Aim of the exercise |
Exact repetition of the data below is required.

Source data |
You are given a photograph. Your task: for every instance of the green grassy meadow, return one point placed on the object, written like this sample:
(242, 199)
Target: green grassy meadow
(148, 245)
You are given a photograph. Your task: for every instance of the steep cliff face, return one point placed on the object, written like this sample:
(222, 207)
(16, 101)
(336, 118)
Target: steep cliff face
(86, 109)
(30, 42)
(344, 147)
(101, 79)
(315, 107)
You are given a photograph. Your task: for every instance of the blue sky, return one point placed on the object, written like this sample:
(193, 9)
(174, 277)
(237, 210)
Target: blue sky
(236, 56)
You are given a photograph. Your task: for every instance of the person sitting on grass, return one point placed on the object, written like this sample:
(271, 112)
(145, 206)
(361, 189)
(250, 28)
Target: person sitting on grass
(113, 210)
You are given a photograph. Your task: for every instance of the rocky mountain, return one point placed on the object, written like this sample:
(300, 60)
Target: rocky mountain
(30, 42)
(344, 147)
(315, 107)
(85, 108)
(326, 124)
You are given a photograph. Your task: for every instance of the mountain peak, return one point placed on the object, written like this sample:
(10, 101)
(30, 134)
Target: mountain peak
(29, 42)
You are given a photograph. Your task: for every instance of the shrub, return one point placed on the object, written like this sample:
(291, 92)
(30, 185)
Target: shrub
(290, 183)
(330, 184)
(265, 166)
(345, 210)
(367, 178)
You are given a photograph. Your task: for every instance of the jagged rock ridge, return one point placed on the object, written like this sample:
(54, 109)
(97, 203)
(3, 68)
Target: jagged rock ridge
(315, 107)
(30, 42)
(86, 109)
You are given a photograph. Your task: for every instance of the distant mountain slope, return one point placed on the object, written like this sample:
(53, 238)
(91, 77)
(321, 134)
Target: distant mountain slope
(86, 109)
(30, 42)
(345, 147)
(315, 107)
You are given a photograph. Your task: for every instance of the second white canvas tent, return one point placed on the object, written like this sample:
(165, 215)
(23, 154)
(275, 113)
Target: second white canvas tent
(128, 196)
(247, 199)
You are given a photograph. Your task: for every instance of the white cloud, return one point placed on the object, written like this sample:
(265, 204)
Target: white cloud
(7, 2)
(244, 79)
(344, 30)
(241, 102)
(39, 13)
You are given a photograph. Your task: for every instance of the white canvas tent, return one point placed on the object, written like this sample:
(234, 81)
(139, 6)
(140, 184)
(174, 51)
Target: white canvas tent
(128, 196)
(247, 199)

Reply |
You are given a photograph. Your task: for every instance of the green grassy meadow, return one point placed on the object, written like this sample:
(242, 199)
Target: green grassy meadow
(148, 245)
You are given a photograph. Your task: for every instance of the steep cliff face, return one point placed on the object, written like this sample:
(222, 207)
(16, 101)
(336, 118)
Target: steep cliff face
(86, 109)
(30, 42)
(344, 147)
(101, 79)
(315, 107)
You are given a photograph. Your task: for every instance of the blue sky, return one point placed on the object, written like this sample:
(193, 9)
(174, 277)
(237, 210)
Target: blue sky
(236, 56)
You are given a photograph. Your task: for every instance of the person sitting on grass, return one point placed on the object, written like this sample:
(271, 112)
(145, 206)
(361, 189)
(250, 28)
Target: person sitting on grass
(113, 210)
You are given a photograph. Your task: for every instance of the rocky mountain, return one point placed on the object, written like this sample:
(300, 60)
Target: rocky mountain
(30, 42)
(344, 147)
(315, 107)
(85, 108)
(326, 124)
You are given a photograph. Your task: for every instance of the mountain peak, return one point placed on the object, written like this sample:
(10, 101)
(30, 134)
Target: mountain peak
(29, 42)
You are given a photograph. Your task: for every instance of the shrub, return one point placed on the object, written like this sample:
(291, 92)
(30, 185)
Target: shrub
(290, 183)
(330, 184)
(265, 166)
(345, 210)
(367, 178)
You are given a photograph. Your task: for every instance of the jagged rock ridge, return one point placed on the object, written like this sample:
(54, 109)
(97, 203)
(3, 68)
Target: jagged rock ridge
(315, 107)
(30, 42)
(86, 109)
You are given a photograph. Your task: for every instance of the distant mountain slope, return one point placed on the object, written like this sample:
(53, 238)
(91, 77)
(321, 134)
Target: distant mountain slope
(86, 109)
(30, 42)
(345, 147)
(315, 107)
You are given a photograph. Your task: for every instance of the second white canvas tent, return one point placed on the object, written like this sample:
(165, 215)
(23, 154)
(275, 113)
Target: second white canvas tent
(128, 196)
(247, 199)
You are given a photograph. Your task: for every instance of the white cloud, return one point placed on the object, written like this sample:
(265, 204)
Target: white cloud
(7, 2)
(244, 79)
(344, 30)
(241, 102)
(39, 13)
You are given a photograph. Your task: for every instance of the white canvas tent, return one point placed on the object, written like this sample:
(234, 81)
(139, 6)
(140, 184)
(174, 51)
Target: white canvas tent
(128, 196)
(247, 199)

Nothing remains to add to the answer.